- EXERCISE PROMPT:
Give back, word for word, every line from the one containing "the cow's white" to the end of the listing, and nothing more.

- SUPPLIED RECORDS:
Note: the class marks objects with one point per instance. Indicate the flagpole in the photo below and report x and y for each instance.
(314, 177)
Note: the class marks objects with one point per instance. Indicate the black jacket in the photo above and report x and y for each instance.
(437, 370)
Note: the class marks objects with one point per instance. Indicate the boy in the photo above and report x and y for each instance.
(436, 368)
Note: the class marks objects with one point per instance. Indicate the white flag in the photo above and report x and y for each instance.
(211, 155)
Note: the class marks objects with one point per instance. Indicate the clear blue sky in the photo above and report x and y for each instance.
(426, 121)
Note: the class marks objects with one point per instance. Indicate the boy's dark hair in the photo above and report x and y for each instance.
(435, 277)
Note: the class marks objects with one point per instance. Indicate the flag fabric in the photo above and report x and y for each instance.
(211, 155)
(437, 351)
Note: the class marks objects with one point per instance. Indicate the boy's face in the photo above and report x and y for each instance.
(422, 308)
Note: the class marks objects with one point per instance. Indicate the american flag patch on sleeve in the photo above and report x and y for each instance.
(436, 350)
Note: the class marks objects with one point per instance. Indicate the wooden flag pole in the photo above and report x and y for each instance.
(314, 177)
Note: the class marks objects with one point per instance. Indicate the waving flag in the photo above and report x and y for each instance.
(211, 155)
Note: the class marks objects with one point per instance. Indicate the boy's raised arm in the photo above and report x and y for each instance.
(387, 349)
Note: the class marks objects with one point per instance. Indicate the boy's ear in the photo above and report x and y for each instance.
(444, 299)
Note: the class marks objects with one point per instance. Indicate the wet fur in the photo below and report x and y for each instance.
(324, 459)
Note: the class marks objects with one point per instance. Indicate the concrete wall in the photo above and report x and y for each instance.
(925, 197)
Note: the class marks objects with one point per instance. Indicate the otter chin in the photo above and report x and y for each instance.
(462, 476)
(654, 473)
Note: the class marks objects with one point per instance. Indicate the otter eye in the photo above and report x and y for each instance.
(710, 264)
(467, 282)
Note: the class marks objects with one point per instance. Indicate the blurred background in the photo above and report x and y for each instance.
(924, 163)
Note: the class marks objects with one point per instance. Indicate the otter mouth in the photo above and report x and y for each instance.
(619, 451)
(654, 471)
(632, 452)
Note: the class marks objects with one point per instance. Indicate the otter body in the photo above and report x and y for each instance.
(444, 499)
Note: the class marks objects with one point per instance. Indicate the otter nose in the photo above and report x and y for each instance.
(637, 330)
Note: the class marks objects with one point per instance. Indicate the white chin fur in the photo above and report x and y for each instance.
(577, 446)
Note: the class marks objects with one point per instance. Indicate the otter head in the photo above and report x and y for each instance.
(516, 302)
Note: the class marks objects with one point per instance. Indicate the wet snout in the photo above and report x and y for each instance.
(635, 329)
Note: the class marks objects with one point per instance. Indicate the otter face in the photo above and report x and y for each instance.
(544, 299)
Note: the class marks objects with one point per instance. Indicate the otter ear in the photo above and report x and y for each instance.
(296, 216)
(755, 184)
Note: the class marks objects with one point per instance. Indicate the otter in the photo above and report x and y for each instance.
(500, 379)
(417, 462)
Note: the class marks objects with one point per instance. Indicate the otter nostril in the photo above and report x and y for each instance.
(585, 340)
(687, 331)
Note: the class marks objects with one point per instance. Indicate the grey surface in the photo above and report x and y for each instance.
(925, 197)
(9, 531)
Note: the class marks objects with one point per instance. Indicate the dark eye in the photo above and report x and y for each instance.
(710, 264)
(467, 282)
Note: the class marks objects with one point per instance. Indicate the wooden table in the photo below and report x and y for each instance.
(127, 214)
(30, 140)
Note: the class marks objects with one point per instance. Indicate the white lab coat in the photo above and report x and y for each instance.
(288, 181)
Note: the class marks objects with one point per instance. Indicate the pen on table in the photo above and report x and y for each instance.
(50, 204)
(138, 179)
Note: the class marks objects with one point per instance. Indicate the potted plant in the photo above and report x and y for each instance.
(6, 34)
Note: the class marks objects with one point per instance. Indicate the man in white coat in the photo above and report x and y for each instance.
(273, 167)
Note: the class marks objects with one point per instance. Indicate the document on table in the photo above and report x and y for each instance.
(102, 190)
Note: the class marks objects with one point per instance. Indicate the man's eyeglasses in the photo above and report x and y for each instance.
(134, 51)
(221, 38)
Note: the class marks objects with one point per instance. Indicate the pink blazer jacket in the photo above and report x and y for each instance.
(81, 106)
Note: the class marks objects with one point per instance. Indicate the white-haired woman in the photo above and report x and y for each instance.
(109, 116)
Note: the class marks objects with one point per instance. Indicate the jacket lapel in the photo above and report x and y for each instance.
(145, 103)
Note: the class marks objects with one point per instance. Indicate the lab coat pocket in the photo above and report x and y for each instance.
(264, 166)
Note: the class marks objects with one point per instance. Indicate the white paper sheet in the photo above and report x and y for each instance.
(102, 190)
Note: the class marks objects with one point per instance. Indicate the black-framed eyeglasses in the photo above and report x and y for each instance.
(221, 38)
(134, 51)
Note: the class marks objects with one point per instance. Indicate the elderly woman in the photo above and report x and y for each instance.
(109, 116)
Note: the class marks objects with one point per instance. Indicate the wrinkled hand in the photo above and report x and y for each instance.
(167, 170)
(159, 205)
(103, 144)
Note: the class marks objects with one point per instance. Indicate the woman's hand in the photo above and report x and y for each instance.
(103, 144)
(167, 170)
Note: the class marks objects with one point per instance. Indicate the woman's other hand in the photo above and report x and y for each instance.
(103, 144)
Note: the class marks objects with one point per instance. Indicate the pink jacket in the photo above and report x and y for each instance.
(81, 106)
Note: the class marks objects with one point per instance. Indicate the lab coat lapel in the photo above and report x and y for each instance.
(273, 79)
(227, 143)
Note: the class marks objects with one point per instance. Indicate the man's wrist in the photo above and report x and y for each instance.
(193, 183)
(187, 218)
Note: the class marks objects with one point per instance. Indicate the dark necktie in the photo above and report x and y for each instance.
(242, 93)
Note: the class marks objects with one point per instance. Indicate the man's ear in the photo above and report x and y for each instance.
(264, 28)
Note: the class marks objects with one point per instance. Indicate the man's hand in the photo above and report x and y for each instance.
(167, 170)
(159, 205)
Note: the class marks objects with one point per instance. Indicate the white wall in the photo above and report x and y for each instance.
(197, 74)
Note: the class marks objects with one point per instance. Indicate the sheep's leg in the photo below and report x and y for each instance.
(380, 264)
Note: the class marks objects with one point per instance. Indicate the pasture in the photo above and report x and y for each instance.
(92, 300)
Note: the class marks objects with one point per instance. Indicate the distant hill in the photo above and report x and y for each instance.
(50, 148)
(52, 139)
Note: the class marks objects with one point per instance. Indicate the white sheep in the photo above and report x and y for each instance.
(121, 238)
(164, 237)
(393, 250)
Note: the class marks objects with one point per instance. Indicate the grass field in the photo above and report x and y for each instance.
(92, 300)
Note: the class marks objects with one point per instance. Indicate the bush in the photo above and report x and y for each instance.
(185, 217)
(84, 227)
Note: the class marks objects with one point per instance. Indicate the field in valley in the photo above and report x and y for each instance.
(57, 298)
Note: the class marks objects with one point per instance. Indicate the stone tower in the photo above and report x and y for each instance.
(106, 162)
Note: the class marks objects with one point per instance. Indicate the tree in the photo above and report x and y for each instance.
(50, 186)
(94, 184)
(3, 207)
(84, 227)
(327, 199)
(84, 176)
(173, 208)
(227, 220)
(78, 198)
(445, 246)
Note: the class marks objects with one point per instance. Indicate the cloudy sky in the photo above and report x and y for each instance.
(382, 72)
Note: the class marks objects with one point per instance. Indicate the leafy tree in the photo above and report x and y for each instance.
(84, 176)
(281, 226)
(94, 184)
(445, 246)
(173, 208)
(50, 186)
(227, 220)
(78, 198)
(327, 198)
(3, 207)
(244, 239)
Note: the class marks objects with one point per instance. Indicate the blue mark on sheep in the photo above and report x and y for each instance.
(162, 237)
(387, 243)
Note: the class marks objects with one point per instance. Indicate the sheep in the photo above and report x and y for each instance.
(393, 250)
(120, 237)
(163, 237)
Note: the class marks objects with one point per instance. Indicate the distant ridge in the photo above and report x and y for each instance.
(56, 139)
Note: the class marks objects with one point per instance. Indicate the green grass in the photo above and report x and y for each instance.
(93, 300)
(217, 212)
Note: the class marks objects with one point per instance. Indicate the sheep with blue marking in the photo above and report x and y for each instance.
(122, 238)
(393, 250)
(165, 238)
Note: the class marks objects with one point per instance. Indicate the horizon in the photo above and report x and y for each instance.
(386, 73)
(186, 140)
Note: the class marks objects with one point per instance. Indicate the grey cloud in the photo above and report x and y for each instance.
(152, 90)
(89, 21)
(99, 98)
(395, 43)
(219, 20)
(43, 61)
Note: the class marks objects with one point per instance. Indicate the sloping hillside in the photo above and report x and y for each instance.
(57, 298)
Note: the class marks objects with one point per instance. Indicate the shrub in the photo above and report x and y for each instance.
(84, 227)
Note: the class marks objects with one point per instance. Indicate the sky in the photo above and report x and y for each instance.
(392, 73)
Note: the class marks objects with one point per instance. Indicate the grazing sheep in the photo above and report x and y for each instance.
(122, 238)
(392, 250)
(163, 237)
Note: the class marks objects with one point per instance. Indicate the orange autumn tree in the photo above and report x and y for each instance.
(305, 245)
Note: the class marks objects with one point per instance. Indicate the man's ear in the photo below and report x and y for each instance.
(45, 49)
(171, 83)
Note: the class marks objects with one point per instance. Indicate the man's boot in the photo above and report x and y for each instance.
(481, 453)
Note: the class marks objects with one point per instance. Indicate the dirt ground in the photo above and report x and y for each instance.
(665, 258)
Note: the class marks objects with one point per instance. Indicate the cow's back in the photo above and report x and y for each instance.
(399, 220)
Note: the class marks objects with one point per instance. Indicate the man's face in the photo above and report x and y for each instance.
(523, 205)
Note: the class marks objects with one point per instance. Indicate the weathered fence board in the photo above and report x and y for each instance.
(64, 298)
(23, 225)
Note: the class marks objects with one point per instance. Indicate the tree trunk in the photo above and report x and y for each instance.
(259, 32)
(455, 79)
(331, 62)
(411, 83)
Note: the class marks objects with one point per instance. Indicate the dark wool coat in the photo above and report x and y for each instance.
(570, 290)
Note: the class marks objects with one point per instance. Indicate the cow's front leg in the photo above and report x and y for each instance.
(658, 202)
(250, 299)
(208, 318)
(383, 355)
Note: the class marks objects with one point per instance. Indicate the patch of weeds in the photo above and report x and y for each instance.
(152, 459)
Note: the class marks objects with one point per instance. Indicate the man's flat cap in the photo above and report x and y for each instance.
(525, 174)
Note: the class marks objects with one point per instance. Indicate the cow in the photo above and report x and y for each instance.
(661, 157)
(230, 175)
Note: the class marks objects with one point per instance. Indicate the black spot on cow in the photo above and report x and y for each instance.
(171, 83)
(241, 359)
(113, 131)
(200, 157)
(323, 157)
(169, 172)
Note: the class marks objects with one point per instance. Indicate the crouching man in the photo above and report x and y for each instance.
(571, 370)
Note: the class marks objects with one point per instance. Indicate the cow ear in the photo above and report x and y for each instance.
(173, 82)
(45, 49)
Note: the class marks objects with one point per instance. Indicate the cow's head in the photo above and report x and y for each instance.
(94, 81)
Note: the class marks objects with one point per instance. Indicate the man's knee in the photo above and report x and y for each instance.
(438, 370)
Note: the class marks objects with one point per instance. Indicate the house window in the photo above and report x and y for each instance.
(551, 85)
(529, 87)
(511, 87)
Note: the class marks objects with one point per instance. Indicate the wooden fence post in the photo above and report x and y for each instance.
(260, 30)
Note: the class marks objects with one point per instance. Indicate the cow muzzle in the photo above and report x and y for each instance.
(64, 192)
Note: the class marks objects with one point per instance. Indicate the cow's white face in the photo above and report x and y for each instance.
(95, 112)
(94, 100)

- ANSWER BOX:
Note: the class marks objects with one point per instance. Indicate the cow's white face in the photo above and report x and y for each instance.
(95, 112)
(94, 100)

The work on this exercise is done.